━━━━━ Supplied records ━━━━━

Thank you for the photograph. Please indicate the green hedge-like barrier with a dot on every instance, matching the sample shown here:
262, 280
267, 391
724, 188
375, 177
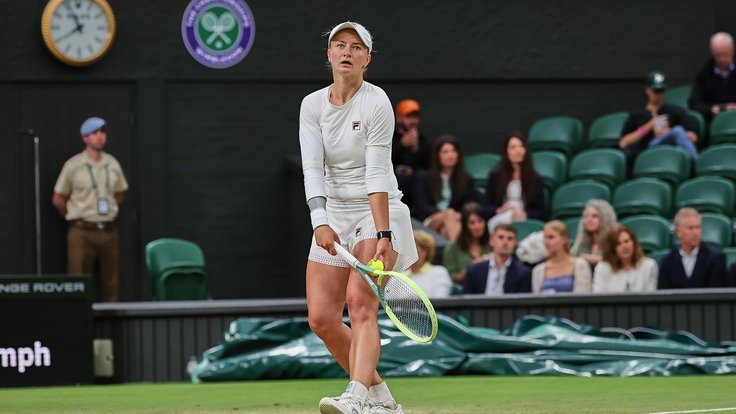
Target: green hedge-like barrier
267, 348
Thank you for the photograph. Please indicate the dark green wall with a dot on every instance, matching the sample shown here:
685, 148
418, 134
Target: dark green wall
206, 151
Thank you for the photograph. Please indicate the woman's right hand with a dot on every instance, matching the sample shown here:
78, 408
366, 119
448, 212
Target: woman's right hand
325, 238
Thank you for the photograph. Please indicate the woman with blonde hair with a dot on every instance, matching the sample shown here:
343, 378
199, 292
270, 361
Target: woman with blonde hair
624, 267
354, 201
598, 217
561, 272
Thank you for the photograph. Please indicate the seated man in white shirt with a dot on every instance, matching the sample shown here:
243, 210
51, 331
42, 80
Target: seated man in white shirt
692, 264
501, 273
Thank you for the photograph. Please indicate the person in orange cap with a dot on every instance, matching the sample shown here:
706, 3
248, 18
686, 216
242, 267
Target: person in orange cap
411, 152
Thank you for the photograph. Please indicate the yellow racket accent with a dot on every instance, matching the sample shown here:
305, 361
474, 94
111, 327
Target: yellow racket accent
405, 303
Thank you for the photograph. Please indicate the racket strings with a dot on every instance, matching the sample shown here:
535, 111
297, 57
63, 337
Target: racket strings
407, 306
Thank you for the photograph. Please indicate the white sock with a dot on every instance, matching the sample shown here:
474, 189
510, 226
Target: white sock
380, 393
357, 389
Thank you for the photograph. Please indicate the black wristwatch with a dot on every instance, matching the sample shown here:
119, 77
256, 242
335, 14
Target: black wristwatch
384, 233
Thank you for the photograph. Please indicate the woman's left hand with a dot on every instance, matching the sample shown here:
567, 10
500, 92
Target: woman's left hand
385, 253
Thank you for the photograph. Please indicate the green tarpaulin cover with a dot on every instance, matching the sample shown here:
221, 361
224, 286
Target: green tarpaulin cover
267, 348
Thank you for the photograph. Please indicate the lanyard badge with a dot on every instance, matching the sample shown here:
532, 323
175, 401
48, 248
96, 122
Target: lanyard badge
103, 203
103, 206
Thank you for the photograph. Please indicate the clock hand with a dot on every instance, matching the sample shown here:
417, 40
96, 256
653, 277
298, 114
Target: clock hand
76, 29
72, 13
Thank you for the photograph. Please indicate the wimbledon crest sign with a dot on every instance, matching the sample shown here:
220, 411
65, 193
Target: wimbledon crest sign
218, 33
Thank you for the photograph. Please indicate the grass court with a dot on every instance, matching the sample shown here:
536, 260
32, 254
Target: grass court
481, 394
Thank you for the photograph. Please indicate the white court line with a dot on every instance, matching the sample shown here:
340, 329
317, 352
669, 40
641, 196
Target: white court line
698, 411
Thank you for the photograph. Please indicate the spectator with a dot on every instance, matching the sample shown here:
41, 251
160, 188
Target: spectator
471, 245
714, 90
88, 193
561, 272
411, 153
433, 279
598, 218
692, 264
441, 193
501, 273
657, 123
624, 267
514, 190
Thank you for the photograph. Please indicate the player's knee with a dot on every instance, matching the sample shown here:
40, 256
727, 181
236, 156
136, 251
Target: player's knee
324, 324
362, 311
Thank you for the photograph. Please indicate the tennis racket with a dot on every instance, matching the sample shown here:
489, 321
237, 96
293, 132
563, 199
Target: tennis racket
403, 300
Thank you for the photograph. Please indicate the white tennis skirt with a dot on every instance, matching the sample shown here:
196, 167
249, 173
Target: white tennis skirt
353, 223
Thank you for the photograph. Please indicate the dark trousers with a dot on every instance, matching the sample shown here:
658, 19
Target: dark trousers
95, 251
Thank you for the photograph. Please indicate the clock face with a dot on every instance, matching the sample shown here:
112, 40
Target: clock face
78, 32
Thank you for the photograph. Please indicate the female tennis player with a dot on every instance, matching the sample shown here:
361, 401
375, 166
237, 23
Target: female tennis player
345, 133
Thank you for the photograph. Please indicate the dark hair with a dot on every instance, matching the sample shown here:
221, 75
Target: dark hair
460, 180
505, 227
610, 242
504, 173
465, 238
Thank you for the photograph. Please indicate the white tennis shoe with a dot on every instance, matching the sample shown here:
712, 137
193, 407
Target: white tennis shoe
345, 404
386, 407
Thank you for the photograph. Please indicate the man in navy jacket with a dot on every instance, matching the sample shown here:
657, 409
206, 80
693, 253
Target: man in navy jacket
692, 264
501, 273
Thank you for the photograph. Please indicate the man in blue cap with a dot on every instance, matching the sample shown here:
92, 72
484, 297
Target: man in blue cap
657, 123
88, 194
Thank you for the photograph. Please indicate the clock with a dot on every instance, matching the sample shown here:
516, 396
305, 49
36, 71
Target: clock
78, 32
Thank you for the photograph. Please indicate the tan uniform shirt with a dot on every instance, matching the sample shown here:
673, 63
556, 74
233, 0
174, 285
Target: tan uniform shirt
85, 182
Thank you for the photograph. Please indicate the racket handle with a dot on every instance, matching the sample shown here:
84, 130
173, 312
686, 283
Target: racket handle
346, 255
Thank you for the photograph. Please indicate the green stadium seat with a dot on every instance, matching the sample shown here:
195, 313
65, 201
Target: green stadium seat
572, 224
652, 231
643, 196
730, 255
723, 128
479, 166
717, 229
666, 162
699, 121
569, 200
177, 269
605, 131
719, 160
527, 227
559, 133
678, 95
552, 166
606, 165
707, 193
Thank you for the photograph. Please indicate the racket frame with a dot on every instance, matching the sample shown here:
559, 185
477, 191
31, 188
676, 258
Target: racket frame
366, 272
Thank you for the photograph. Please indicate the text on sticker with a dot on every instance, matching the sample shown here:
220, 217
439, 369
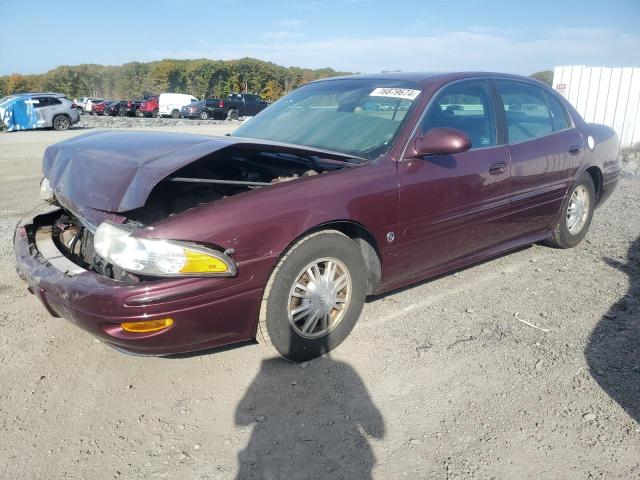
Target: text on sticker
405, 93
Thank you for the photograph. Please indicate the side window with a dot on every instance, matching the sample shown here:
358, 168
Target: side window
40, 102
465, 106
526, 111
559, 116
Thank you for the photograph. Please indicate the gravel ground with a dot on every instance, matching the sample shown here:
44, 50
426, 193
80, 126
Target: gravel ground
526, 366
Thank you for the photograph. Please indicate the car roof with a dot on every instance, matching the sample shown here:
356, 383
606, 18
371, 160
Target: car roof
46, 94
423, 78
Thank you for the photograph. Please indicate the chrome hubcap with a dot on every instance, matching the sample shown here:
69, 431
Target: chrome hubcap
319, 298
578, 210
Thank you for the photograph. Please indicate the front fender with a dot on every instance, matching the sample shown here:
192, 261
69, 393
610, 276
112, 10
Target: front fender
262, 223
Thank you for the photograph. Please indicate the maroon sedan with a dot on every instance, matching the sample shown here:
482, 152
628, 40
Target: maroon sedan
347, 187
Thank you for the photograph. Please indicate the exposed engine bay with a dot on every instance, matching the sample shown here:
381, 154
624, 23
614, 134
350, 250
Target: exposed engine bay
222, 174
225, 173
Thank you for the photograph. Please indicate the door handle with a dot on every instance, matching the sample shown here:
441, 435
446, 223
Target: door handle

━━━━━

* _Task requirements_:
Collect each line above holding the string "door".

* _Problem solution_:
Thank you for the photograph. Please indicate the door handle with a dot on every instance, matching the sample shown here:
Target: door handle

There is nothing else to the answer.